- Extrait du document -
__________________________________________________

3. La Chine peut-elle réactiver sa croissance ? 

Pour réactiver la croissance, l’augmentation de la consommation constitue un pilier important. Le taux d’épargne des ménages belges varie entre 17 et 12 % du revenu selon les années (selon la BNB). En Chine, les ménages épargnent cependant environ 35 % de leurs revenus et la consommation représente 40 % de la croissance nationale. Chez nous, ce chiffre était de 67 % et aux Etats-Unis, la consommation privée au mois de juin dernier représentait pas moins de 68 % du revenu national. 
Les Chinois consomment donc trop peu. Le Japon était autrefois un exemple parfait de l’impact négatif sur la croissance et restait coincé dans le piège des bas revenus. La Chine se situe à la croisée des chemins : elle se trouve aujourd’hui encore dans le « Middle Income Trap », le piège des revenus moyens, mais avec une gestion efficace, une voie vers « Becoming Rich », devenir riche, est encore possible (sources : EIU, projet Maddison et Banque mondiale). Il y a donc du pain sur la planche pour stimuler la consommation du citoyen ordinaire en Chine. La redistribution des richesses, associée à l’éradication de la fraude (un exemple récent est l’interdiction faite aux hauts fonctionnaires de participer à des fonds de capital-investissement), constitue une des priorités du gouvernement chinois. Xi lui-même parle de « prospérité commune ». Le président chinois connaît certainement les inconvénients des fortes inégalités aux États-Unis, avec leur impact négatif sur la politique, ainsi qu’en témoigne le populisme sous Donald Trump.
En outre, la Chine mise sur ses terrains de jeu stratégiques. Une étude de Goldman Sachs indique que chaque renminbi de la demande de voitures électriques produites génère une valeur ajoutée marginalement inférieure à celle du marché immobilier résiduel. L’engagement dans la production de véhicules électriques et, par extension, l’utilisation de batteries dans d’autres applications, ainsi que l’énergie solaire et éolienne, devraient à terme compenser partiellement l’impact baissier du marché immobilier. Selon GS, cela permettrait de compenser la moitié des 6 millions d’emplois qui disparaîtront.

__________________________________________________

- Données enregistrées -
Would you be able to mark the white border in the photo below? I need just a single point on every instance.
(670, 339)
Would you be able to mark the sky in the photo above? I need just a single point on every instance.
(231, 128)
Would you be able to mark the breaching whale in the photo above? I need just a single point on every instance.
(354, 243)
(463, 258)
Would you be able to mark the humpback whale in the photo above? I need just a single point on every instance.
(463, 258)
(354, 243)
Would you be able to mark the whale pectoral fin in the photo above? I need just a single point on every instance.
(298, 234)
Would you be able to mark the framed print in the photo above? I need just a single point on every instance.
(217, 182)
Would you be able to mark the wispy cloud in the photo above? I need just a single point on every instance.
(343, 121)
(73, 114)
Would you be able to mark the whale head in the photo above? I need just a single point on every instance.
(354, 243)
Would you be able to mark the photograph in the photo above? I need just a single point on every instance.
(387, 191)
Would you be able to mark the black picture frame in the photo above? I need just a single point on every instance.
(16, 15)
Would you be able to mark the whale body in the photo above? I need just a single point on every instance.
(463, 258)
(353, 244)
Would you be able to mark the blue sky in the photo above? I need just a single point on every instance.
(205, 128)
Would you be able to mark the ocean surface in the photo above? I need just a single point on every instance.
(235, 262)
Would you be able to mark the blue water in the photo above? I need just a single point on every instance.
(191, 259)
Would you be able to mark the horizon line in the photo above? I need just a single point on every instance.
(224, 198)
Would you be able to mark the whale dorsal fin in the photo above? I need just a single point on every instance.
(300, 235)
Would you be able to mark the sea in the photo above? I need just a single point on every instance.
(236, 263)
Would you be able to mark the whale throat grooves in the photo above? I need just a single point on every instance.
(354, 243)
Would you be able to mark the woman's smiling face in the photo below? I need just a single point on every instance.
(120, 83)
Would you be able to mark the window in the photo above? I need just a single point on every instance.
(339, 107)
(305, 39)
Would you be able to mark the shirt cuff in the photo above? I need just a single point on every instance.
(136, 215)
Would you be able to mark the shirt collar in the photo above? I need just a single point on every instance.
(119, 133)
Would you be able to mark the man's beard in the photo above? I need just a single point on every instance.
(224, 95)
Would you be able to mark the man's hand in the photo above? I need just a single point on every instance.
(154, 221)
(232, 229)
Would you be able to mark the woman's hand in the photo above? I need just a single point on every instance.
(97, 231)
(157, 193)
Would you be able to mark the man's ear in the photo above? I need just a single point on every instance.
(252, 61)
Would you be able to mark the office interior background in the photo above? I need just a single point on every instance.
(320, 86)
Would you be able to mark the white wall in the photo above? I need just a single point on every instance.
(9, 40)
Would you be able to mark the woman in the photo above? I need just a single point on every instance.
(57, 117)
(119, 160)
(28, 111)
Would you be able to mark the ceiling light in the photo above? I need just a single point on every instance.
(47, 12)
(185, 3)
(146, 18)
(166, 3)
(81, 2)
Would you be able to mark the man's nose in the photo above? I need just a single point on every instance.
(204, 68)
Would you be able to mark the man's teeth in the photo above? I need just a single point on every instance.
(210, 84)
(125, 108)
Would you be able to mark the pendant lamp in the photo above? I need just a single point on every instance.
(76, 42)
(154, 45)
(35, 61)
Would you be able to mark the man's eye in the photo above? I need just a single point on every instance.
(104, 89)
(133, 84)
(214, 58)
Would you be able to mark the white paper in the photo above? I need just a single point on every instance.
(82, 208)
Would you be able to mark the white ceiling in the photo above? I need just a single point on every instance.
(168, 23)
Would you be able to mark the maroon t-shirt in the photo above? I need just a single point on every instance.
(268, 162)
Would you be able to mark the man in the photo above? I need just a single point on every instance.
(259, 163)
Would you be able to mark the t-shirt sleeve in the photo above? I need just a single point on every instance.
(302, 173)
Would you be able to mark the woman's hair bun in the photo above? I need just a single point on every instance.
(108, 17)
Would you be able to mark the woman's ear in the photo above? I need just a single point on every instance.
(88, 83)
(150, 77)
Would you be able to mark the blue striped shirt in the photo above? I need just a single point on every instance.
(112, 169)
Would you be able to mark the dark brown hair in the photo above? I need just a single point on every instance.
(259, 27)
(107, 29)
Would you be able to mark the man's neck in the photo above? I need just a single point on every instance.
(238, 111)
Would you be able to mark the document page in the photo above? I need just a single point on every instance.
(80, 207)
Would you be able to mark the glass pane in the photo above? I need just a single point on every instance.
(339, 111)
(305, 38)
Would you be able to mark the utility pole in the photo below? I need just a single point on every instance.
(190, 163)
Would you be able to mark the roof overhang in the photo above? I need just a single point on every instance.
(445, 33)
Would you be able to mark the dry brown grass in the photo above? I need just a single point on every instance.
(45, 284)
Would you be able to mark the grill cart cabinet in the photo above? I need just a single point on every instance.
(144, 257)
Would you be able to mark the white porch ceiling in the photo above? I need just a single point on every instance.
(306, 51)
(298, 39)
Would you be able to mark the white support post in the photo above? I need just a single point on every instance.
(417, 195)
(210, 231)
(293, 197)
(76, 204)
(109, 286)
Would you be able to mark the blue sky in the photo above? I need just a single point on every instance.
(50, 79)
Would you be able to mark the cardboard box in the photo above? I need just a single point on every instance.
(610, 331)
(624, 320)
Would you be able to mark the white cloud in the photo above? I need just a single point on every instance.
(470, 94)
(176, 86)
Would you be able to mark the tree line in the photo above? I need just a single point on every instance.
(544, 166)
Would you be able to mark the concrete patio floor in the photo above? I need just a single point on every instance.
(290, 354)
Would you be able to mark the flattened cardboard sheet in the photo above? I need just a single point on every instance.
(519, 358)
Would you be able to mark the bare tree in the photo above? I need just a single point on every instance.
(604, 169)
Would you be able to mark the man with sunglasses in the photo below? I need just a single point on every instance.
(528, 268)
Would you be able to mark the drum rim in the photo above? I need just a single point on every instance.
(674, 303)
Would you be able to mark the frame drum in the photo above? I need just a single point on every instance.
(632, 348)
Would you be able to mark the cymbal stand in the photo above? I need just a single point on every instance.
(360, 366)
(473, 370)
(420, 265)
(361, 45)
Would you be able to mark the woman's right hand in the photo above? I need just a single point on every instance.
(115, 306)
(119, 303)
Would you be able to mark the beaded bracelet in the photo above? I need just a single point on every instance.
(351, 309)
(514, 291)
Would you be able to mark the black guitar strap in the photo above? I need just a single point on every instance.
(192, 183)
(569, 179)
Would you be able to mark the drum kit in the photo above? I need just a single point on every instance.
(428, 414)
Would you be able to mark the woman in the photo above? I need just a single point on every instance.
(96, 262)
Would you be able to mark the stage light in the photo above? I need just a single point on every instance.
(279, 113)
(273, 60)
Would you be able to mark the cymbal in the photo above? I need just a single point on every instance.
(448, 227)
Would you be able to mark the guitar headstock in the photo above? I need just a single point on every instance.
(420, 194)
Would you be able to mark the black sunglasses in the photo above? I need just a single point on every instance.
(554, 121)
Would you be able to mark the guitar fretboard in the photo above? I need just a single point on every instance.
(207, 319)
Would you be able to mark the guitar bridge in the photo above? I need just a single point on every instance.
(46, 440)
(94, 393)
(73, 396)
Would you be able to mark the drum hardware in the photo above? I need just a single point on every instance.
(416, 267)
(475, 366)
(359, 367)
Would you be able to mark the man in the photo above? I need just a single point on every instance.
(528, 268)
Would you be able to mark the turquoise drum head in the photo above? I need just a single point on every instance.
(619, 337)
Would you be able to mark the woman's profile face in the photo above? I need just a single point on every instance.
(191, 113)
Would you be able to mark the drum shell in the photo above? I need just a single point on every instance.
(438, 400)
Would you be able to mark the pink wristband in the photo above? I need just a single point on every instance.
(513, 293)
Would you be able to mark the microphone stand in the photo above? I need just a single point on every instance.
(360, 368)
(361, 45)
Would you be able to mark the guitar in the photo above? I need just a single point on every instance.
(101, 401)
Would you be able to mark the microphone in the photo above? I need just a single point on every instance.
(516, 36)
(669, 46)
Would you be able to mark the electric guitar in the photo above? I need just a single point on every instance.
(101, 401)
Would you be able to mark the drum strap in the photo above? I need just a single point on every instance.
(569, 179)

__________________________________________________

- Explorer le contenu -
#1 Selon l'extrait sur la croissance chinoise, quelle part de leurs revenus les ménages chinois épargnent-ils ?
#2 Énumérez toutes les sources (organismes, institutions ou projets) auxquelles l'extrait sur la croissance chinoise attribue des données ou des analyses.
#3 Citez le passage de l'extrait sur la croissance chinoise qui s'ouvre sur les mots contenant "3. La Chine" et se ferme sur "du revenu national.".

- Résultats par tâche -
#1 Environ 35 % de leurs revenus.

#2 BNB ; EIU ; projet Maddison ; Banque mondiale ; Goldman Sachs

#3
3. La Chine peut-elle réactiver sa croissance ? 

Pour réactiver la croissance, l’augmentation de la consommation constitue un pilier important. Le taux d’épargne des ménages belges varie entre 17 et 12 % du revenu selon les années (selon la BNB). En Chine, les ménages épargnent cependant environ 35 % de leurs revenus et la consommation représente 40 % de la croissance nationale. Chez nous, ce chiffre était de 67 % et aux Etats-Unis, la consommation privée au mois de juin dernier représentait pas moins de 68 % du revenu national.